─── Text provided ───

·What is quality of life?
·How should we assess quality of life for older people?
·What are the personal and external influences on quality of life for older people?
Quality of Life and Older People provides a critical approach to the conceptualization and measurement of quality of life in social gerontology and health and social care research. The book re-examines what we mean by ”quality of life” in a post-modern world, and examines the impact of continuous personal and social changes on the lives of older people.
The book explores ideas about quality of life in social gerontological literature, and describes the experiences of older people through both their own personal accounts and representations in everyday life, popular culture and scientific research. In this way, the book is unique, since it reviews the way that older people talk about their quality of life and how this differs from the ways that younger people, researchers and scientists, policy makers and professionals discuss it. The book draws on a range of behavioural and social science knowledge to present a new way of thinking about and understanding quality of life and older people.

───

**Problem set**
a) Summarize the book description above in two sentences.
b) Write the next part of the book description on quality of life and older people, picking up after its final sentence.

─── Data for analysis ───

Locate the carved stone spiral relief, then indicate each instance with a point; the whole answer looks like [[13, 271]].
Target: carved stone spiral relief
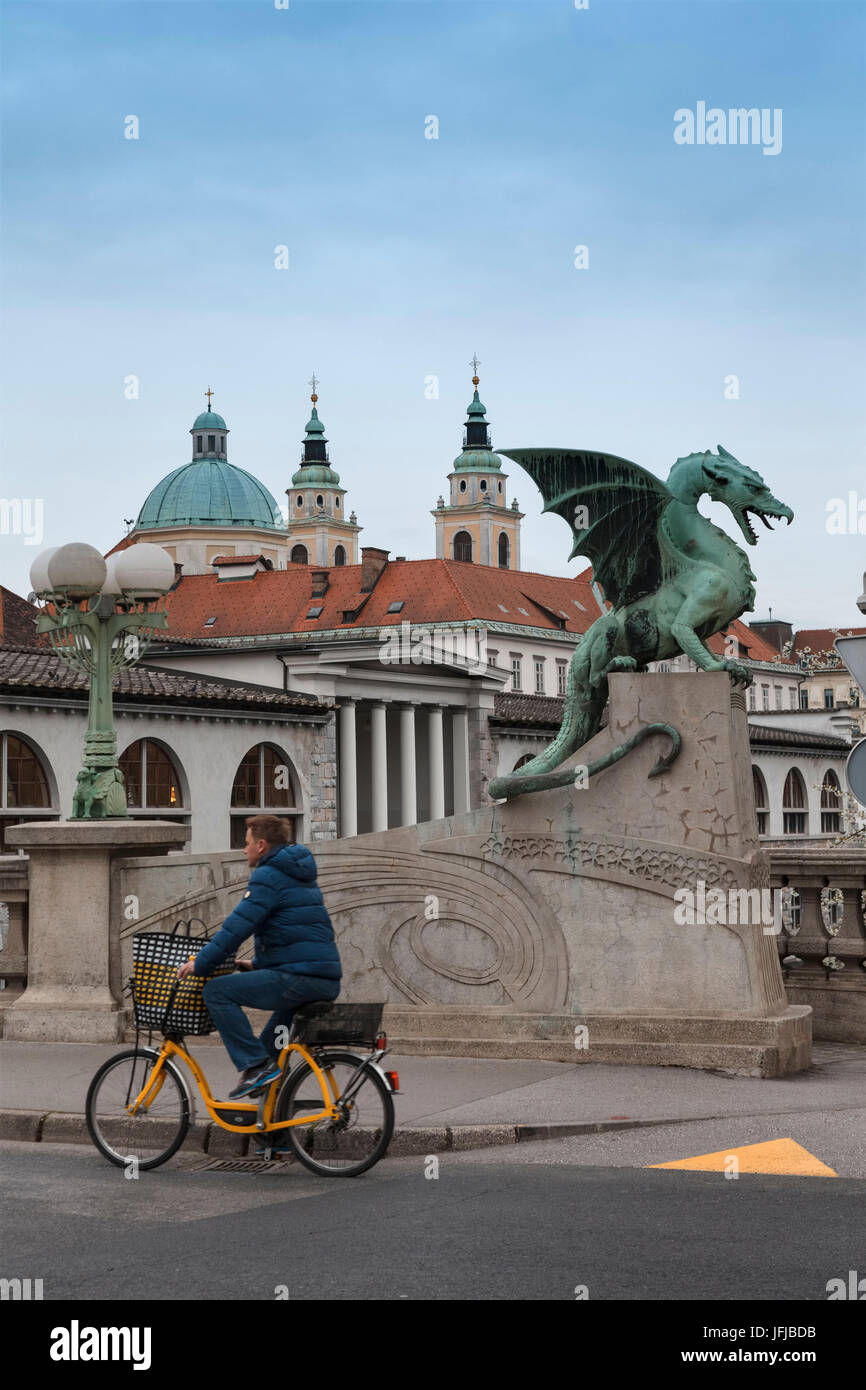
[[446, 930]]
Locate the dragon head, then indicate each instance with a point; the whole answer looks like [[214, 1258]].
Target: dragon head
[[742, 491]]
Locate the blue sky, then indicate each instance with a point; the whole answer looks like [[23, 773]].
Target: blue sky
[[305, 127]]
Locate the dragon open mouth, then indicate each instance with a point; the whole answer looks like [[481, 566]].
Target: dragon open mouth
[[749, 530]]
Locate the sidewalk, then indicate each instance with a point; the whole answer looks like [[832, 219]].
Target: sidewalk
[[456, 1102]]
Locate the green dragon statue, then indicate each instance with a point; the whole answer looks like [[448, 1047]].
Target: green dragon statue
[[672, 577]]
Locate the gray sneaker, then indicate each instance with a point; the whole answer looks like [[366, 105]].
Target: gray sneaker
[[253, 1079]]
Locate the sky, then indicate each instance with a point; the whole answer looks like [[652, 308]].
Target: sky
[[720, 298]]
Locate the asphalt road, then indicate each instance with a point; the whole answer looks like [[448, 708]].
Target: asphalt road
[[530, 1222]]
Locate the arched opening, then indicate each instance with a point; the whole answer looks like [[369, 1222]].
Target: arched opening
[[762, 801], [794, 815], [25, 787], [153, 783], [831, 804], [264, 783], [463, 545]]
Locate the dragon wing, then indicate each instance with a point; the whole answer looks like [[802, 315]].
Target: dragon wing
[[619, 530]]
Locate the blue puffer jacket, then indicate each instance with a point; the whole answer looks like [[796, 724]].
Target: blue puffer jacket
[[285, 909]]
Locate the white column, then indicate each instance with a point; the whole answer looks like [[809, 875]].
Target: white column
[[460, 758], [409, 801], [348, 770], [437, 763], [378, 758]]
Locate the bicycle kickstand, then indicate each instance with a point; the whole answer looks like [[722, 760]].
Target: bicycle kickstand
[[266, 1139]]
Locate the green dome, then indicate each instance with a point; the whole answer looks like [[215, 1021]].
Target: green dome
[[209, 420], [210, 492], [477, 460], [313, 473]]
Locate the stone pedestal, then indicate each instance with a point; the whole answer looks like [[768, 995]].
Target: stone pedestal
[[68, 997], [503, 930]]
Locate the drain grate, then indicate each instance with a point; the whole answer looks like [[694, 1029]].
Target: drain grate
[[241, 1165]]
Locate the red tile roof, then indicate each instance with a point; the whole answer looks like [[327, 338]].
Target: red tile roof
[[433, 591], [822, 640], [18, 622], [241, 559]]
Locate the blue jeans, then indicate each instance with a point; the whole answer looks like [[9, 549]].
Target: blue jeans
[[280, 990]]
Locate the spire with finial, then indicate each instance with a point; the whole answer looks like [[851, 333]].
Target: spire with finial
[[477, 428]]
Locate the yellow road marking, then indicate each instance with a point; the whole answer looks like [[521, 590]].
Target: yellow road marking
[[777, 1155]]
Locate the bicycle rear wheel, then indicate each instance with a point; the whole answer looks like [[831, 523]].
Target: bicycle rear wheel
[[359, 1137], [153, 1134]]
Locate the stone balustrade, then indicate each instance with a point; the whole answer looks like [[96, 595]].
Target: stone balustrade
[[837, 991], [815, 930]]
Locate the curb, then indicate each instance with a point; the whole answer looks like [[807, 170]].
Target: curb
[[60, 1127]]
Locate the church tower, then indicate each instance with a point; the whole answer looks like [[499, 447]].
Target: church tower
[[319, 531], [477, 524]]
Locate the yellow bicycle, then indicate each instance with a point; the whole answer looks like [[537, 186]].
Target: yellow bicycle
[[334, 1107]]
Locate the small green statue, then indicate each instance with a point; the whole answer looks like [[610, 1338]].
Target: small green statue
[[672, 577]]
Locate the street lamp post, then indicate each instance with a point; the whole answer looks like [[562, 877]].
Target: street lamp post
[[99, 619]]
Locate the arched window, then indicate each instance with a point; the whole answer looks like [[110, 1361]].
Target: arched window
[[266, 784], [794, 815], [463, 545], [762, 805], [152, 779], [24, 786], [831, 804]]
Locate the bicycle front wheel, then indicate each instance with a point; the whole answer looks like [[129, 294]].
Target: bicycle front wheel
[[360, 1134], [150, 1136]]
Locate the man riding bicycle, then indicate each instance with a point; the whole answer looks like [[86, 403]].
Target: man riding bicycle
[[295, 954]]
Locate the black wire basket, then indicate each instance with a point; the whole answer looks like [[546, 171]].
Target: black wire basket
[[160, 1001]]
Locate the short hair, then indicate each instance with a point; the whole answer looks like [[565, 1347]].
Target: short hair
[[270, 829]]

───

**Your written answers**
a) Quality of Life and Older People takes a critical approach to how quality of life is conceptualized and measured in social gerontology and health and social care research, re-examining its meaning in a post-modern world and the impact of continuous personal and social change on older people's lives. Drawing on behavioral and social science knowledge, it reviews how older people talk about their quality of life and how this differs from the ways younger people, researchers, policy makers and professionals discuss it, and it presents a new way of understanding the subject.

b)
While the book provides a critique of existing social science theories underpinning conceptions of quality of life it also addresses operational issues for the use of quality of life in social gerontological research.
Quality of Life and Older People is essential reading for undergraduate and postgraduate students taking courses in gerontology, medicine, nursing, social work and social sciences. It is also of interest to social gerontologists and health and social care researchers, as well as to those involved in the planning and delivery of services to older adults.